WHAT IS EXPECTED:
Reproduce verbatim the stretch of the material below from the line containing "<item>gray hair</item> ->" through the line containing "[[[169,162],[195,162],[197,143],[195,141],[167,141]]]", and nothing else.

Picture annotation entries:
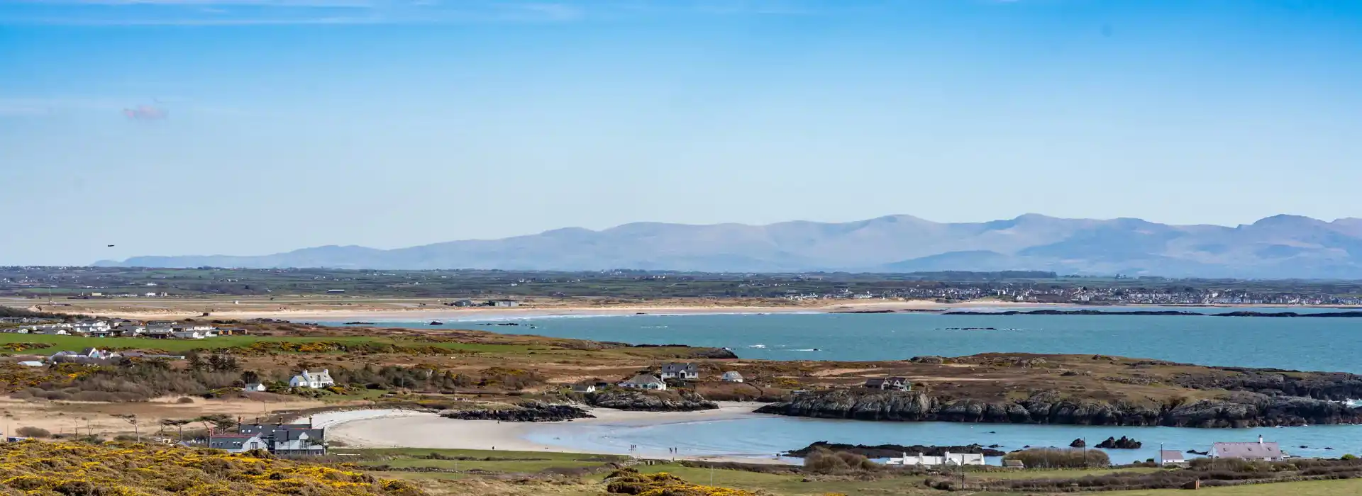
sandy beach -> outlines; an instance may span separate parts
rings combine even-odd
[[[752,410],[757,406],[760,406],[760,404],[719,402],[718,409],[703,412],[625,412],[595,408],[590,410],[595,419],[579,419],[561,423],[498,423],[493,420],[443,419],[434,413],[410,410],[350,410],[319,413],[313,416],[313,424],[326,427],[327,438],[340,440],[349,447],[583,453],[583,450],[535,443],[526,439],[526,436],[531,431],[542,432],[545,429],[572,429],[582,425],[610,425],[614,429],[628,429],[670,423],[742,419],[756,416]],[[628,453],[601,454],[618,455]],[[774,458],[757,458],[738,454],[682,455],[677,458],[731,461],[744,463],[782,463]]]

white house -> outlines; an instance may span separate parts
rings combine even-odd
[[[244,453],[251,450],[268,450],[270,444],[260,436],[249,433],[226,433],[208,436],[208,447],[226,450],[227,453]]]
[[[662,366],[663,379],[695,380],[700,378],[700,368],[693,363],[669,363]]]
[[[907,453],[903,458],[889,458],[884,465],[922,465],[922,466],[941,466],[941,465],[983,465],[983,455],[978,453],[951,453],[947,451],[943,457],[926,457],[923,454],[917,454],[917,457],[908,457]]]
[[[330,368],[323,368],[320,372],[302,371],[302,374],[289,379],[289,387],[327,387],[335,385],[336,382],[331,380]]]
[[[629,380],[621,382],[620,387],[651,389],[656,391],[666,391],[667,383],[662,382],[662,379],[658,379],[655,375],[639,374],[631,378]]]
[[[1264,443],[1258,436],[1257,443],[1212,443],[1211,458],[1239,458],[1248,461],[1280,462],[1282,447],[1278,443]]]

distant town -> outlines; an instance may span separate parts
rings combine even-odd
[[[0,268],[0,296],[74,299],[433,298],[515,306],[522,298],[857,300],[993,299],[1079,304],[1362,304],[1362,281],[1061,276],[1053,272],[691,273],[659,270],[343,270]]]

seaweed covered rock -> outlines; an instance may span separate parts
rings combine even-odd
[[[553,405],[531,401],[513,408],[492,408],[477,410],[441,412],[441,417],[459,420],[500,420],[511,423],[543,423],[573,419],[595,419],[595,416],[572,405]]]
[[[591,406],[636,412],[695,412],[712,410],[718,404],[692,391],[640,391],[636,389],[609,389],[588,393]]]

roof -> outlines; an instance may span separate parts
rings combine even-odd
[[[662,379],[658,379],[658,376],[652,374],[639,374],[625,382],[633,385],[647,385],[647,383],[662,383]]]
[[[1214,443],[1211,448],[1220,458],[1282,458],[1278,443]]]

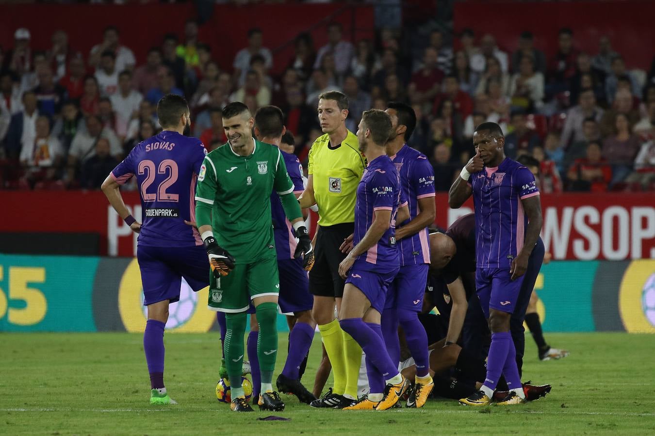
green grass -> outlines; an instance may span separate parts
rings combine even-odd
[[[655,335],[549,333],[571,354],[546,362],[526,339],[525,378],[553,385],[533,403],[477,410],[430,400],[419,410],[345,412],[283,395],[276,414],[291,420],[266,422],[256,418],[270,412],[237,414],[216,401],[215,333],[166,336],[166,386],[179,403],[168,407],[148,403],[140,335],[2,333],[0,434],[655,433]],[[303,379],[310,388],[320,346],[315,340]]]

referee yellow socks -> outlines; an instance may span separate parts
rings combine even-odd
[[[334,394],[343,395],[346,390],[346,359],[345,356],[343,333],[339,325],[338,320],[333,320],[331,322],[318,326],[318,331],[323,339],[323,344],[326,347],[328,357],[332,365],[332,375],[334,377],[334,386],[332,392]],[[354,341],[353,341],[354,342]],[[361,351],[360,352],[361,359]],[[358,371],[359,371],[359,366]],[[356,388],[357,378],[355,378]],[[356,397],[355,397],[356,398]]]
[[[357,399],[357,380],[362,366],[362,347],[343,330],[343,352],[346,362],[346,389],[343,395],[350,399]]]

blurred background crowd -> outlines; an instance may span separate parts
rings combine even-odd
[[[226,141],[221,110],[229,102],[253,112],[280,107],[292,133],[286,141],[305,161],[322,134],[317,97],[337,90],[350,100],[352,131],[363,110],[411,104],[418,122],[409,145],[431,160],[440,191],[474,152],[474,129],[484,121],[502,127],[508,156],[527,155],[523,161],[538,166],[542,192],[655,190],[655,56],[649,69],[628,65],[603,35],[595,50],[582,51],[574,27],[546,42],[557,48],[547,56],[519,24],[510,50],[493,33],[454,32],[443,21],[418,37],[385,25],[384,14],[376,20],[371,39],[356,39],[336,22],[324,27],[326,44],[299,33],[292,56],[275,57],[278,74],[257,27],[238,35],[229,68],[212,57],[221,42],[200,39],[193,19],[141,62],[114,26],[87,52],[66,25],[47,50],[33,47],[33,29],[16,28],[13,43],[0,47],[0,188],[98,189],[160,129],[155,108],[169,93],[186,97],[189,134],[208,150]]]

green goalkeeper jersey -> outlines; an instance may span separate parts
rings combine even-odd
[[[205,157],[198,176],[196,207],[211,205],[214,237],[237,262],[276,256],[271,214],[274,189],[280,196],[293,195],[293,183],[274,145],[255,141],[252,154],[242,156],[227,143]],[[295,216],[290,220],[301,216],[293,199],[295,207],[291,206],[290,214]],[[198,216],[198,226],[208,224],[200,223]]]

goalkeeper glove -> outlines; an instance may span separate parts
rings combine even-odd
[[[234,267],[234,258],[227,251],[219,246],[213,236],[204,240],[205,250],[209,256],[209,265],[214,271],[215,277],[226,276]]]
[[[305,260],[303,267],[305,271],[311,271],[314,266],[314,248],[312,246],[312,240],[309,239],[309,232],[307,227],[302,226],[296,229],[295,234],[298,236],[298,245],[295,247],[293,258],[295,259],[303,257]]]

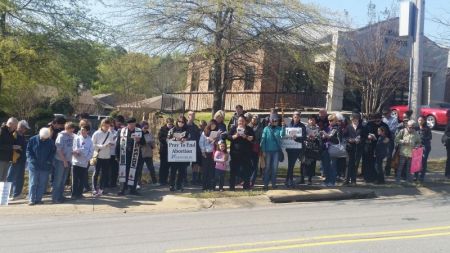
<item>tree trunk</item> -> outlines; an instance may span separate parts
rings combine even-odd
[[[3,39],[6,36],[6,13],[2,12],[0,14],[0,39]],[[3,86],[3,75],[0,72],[0,93]]]
[[[213,75],[214,75],[214,93],[213,93],[213,105],[211,113],[214,115],[218,110],[222,110],[223,102],[223,78],[222,78],[222,57],[217,56],[213,62]]]

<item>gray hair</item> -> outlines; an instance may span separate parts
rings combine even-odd
[[[50,129],[48,127],[43,127],[39,130],[39,137],[41,139],[49,139],[50,138]]]
[[[19,123],[19,121],[16,118],[9,118],[8,121],[6,122],[6,126],[11,127],[12,125],[16,125]]]

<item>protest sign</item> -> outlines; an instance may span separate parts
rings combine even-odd
[[[294,139],[298,137],[302,137],[302,129],[299,127],[286,127],[285,135],[281,139],[281,148],[288,149],[301,149],[302,143],[296,142]]]
[[[169,162],[195,162],[197,143],[195,141],[167,141]]]

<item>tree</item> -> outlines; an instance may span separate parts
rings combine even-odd
[[[186,68],[179,56],[150,57],[142,53],[124,54],[99,65],[97,93],[113,92],[127,100],[136,95],[152,97],[173,92],[185,84]]]
[[[361,94],[364,113],[381,111],[394,92],[408,82],[408,64],[402,55],[407,41],[398,38],[392,27],[397,23],[392,21],[346,33],[346,84]]]
[[[105,38],[107,27],[89,15],[87,3],[87,0],[1,0],[0,43],[17,43],[24,37],[26,40],[45,38],[38,43],[45,42],[56,50],[55,45],[60,41]],[[15,51],[33,51],[32,44],[27,46],[16,47]],[[20,57],[3,60],[0,62],[0,94],[5,81],[4,66],[20,66],[23,62]]]
[[[131,0],[122,28],[132,45],[151,52],[182,51],[211,65],[213,112],[223,109],[232,66],[269,42],[313,44],[321,12],[299,1]],[[323,12],[322,12],[323,13]]]

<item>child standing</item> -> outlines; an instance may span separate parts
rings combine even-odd
[[[377,184],[384,184],[383,160],[386,158],[389,148],[389,138],[386,137],[386,128],[378,128],[378,140],[375,148],[375,170],[377,172]]]
[[[214,185],[217,185],[217,181],[219,181],[219,191],[222,192],[228,161],[227,144],[222,140],[219,141],[219,150],[214,153],[214,161],[216,162],[216,180]]]

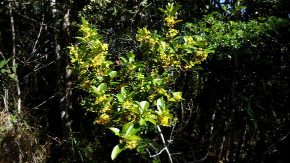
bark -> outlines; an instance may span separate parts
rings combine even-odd
[[[64,12],[64,22],[62,23],[62,33],[64,43],[65,46],[70,45],[70,1],[64,0],[62,4],[62,11]],[[66,57],[66,67],[70,67],[70,60],[69,57]],[[71,121],[70,120],[70,112],[72,109],[72,90],[70,87],[72,86],[72,70],[66,68],[66,90],[65,90],[65,98],[66,98],[66,109],[64,111],[66,114],[64,119],[62,120],[64,122],[63,127],[63,134],[65,136],[64,139],[66,140],[70,139],[70,126],[71,124]]]
[[[21,91],[20,90],[20,87],[19,86],[19,82],[18,81],[18,76],[17,75],[17,72],[16,72],[16,64],[15,58],[16,57],[16,38],[15,34],[15,28],[14,27],[14,19],[13,18],[13,13],[12,11],[12,2],[10,1],[8,4],[8,6],[9,7],[9,15],[10,16],[10,27],[11,32],[12,33],[12,53],[13,54],[13,57],[12,58],[12,66],[14,68],[13,69],[13,73],[14,74],[14,80],[16,82],[16,89],[17,90],[17,124],[18,130],[20,131],[20,127],[21,126]],[[18,155],[18,163],[22,163],[22,158],[23,154],[22,153],[22,150],[19,145],[20,138],[16,139],[16,143],[18,144],[19,154]]]
[[[60,25],[58,21],[58,10],[56,8],[56,0],[50,1],[50,8],[52,9],[52,19],[54,20],[54,45],[55,49],[56,59],[56,76],[58,79],[58,90],[59,95],[58,107],[60,112],[60,120],[62,126],[62,136],[64,140],[68,140],[69,134],[67,131],[64,128],[66,126],[65,118],[67,117],[66,111],[66,95],[65,95],[65,83],[64,74],[62,72],[62,58],[60,54],[60,33],[59,30]]]

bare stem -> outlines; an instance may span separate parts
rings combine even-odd
[[[163,136],[163,134],[162,134],[162,133],[161,132],[161,129],[160,129],[160,127],[158,125],[157,126],[157,130],[158,130],[158,132],[159,132],[159,134],[160,134],[160,137],[161,138],[161,140],[162,140],[162,143],[163,143],[163,145],[164,145],[164,149],[162,151],[164,150],[166,151],[166,153],[167,153],[167,154],[168,155],[168,158],[169,159],[170,163],[173,163],[173,162],[172,162],[172,159],[171,158],[171,154],[169,152],[169,151],[168,150],[168,148],[167,148],[167,146],[166,145],[166,143],[165,143],[165,140],[164,139],[164,137]]]

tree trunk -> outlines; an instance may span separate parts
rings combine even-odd
[[[56,6],[56,0],[52,0],[50,1],[50,8],[52,9],[52,14],[54,21],[54,45],[56,53],[56,76],[58,79],[58,91],[59,97],[59,108],[60,112],[60,120],[62,131],[62,136],[64,140],[69,140],[68,131],[65,129],[66,122],[65,122],[66,117],[68,117],[66,112],[66,95],[65,95],[65,83],[64,74],[62,70],[62,58],[60,54],[60,24],[58,21],[58,11]]]
[[[70,45],[70,1],[64,0],[62,3],[62,11],[64,13],[64,22],[62,23],[62,33],[64,34],[62,39],[64,46]],[[70,57],[66,56],[66,67],[70,67]],[[66,68],[66,112],[64,119],[62,121],[64,122],[63,127],[63,134],[64,136],[64,139],[66,140],[70,139],[70,126],[71,121],[70,120],[70,113],[72,109],[72,90],[70,87],[72,86],[72,70]]]

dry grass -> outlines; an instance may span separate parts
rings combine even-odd
[[[44,163],[49,143],[40,144],[36,128],[22,124],[16,129],[12,117],[0,112],[0,163]]]

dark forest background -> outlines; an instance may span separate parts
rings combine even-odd
[[[0,1],[0,162],[110,163],[118,138],[94,123],[73,89],[68,46],[80,17],[100,29],[111,59],[133,50],[137,27],[160,28],[170,0]],[[180,71],[174,163],[289,163],[290,2],[178,0],[176,28],[214,50]],[[172,128],[164,128],[168,137]],[[152,136],[160,141],[158,134]],[[166,163],[134,150],[116,163]]]

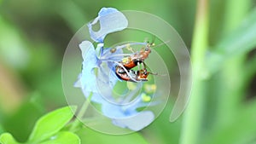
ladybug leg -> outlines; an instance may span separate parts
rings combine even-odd
[[[129,78],[130,78],[132,81],[134,81],[134,82],[139,82],[139,81],[137,81],[137,80],[136,80],[136,79],[134,78],[134,76],[131,76],[131,75],[130,72],[128,72],[128,70],[127,70],[123,65],[121,65],[120,63],[116,62],[116,61],[114,61],[114,63],[118,64],[120,67],[122,67],[122,69],[126,72],[126,74],[129,76]]]

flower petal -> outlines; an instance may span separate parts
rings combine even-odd
[[[101,27],[98,32],[95,32],[92,30],[92,26],[97,22],[100,22]],[[113,8],[102,8],[98,17],[88,24],[90,37],[97,43],[103,43],[107,34],[121,31],[127,26],[128,20],[125,16]]]
[[[79,44],[82,51],[83,70],[79,80],[83,91],[97,92],[96,87],[95,68],[97,67],[97,58],[92,43],[89,41],[84,41]]]
[[[151,111],[143,111],[133,117],[113,119],[113,124],[121,128],[138,131],[150,124],[154,118],[154,115]]]

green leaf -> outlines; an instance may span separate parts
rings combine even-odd
[[[113,135],[102,134],[90,129],[83,129],[78,131],[78,135],[81,138],[82,143],[148,144],[139,133]]]
[[[38,93],[29,95],[30,100],[12,115],[3,115],[2,125],[4,131],[11,133],[18,141],[26,141],[35,122],[45,112]]]
[[[256,46],[256,9],[243,20],[238,28],[213,49],[207,56],[208,68],[216,72],[229,58],[246,54]]]
[[[73,111],[75,110],[74,107],[66,107],[39,118],[29,136],[29,141],[41,141],[60,131],[73,117]]]
[[[45,142],[42,142],[40,144],[80,144],[80,139],[79,137],[71,132],[68,131],[63,131],[58,133],[56,135],[54,135],[50,138],[49,141],[47,141]]]
[[[1,144],[19,144],[13,135],[9,133],[3,133],[0,135]]]

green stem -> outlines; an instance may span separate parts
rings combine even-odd
[[[91,92],[90,94],[90,95],[88,96],[87,100],[84,101],[84,103],[83,104],[79,112],[77,115],[76,119],[73,121],[73,124],[70,127],[70,131],[76,131],[77,128],[79,126],[79,124],[81,124],[80,119],[82,119],[84,114],[85,113],[90,103],[90,100],[92,97],[93,93]]]
[[[250,0],[233,0],[225,2],[225,20],[224,22],[223,37],[236,30],[241,24],[250,7]],[[236,10],[234,10],[236,9]],[[219,73],[223,81],[219,81],[218,105],[217,118],[220,124],[230,124],[236,113],[245,93],[244,66],[246,55],[236,55],[228,60]]]
[[[193,85],[189,104],[185,111],[180,144],[197,144],[205,96],[205,54],[208,46],[208,0],[198,0],[191,48]]]

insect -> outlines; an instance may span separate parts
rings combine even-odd
[[[131,56],[124,58],[122,61],[120,61],[120,64],[128,70],[139,66],[141,63],[145,67],[144,60],[148,57],[149,54],[151,53],[151,46],[154,45],[154,43],[148,43],[145,49],[142,49],[139,52],[136,52]]]
[[[148,72],[146,68],[133,71],[132,69],[127,70],[123,66],[116,66],[115,67],[115,73],[119,78],[123,79],[125,81],[129,82],[142,82],[142,81],[148,81],[148,74],[157,75],[156,73],[152,73]]]

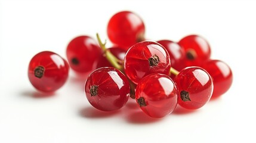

ANSWER TO THE EXERCISE:
<item>gray hair</item> -> outlines; an instance may span separate parts
rings combine even-odd
[[[50,129],[48,127],[43,127],[39,130],[39,137],[41,139],[49,139],[50,138]]]
[[[19,123],[19,121],[16,118],[9,118],[8,121],[6,122],[6,126],[11,127],[12,125],[16,125]]]

<item>protest sign</item> -> outlines; an instance may span separate parts
rings combine even-odd
[[[294,139],[298,137],[302,137],[302,129],[299,127],[286,127],[285,135],[281,139],[281,148],[288,149],[301,149],[302,143],[296,142]]]
[[[169,162],[195,162],[197,143],[195,141],[167,141]]]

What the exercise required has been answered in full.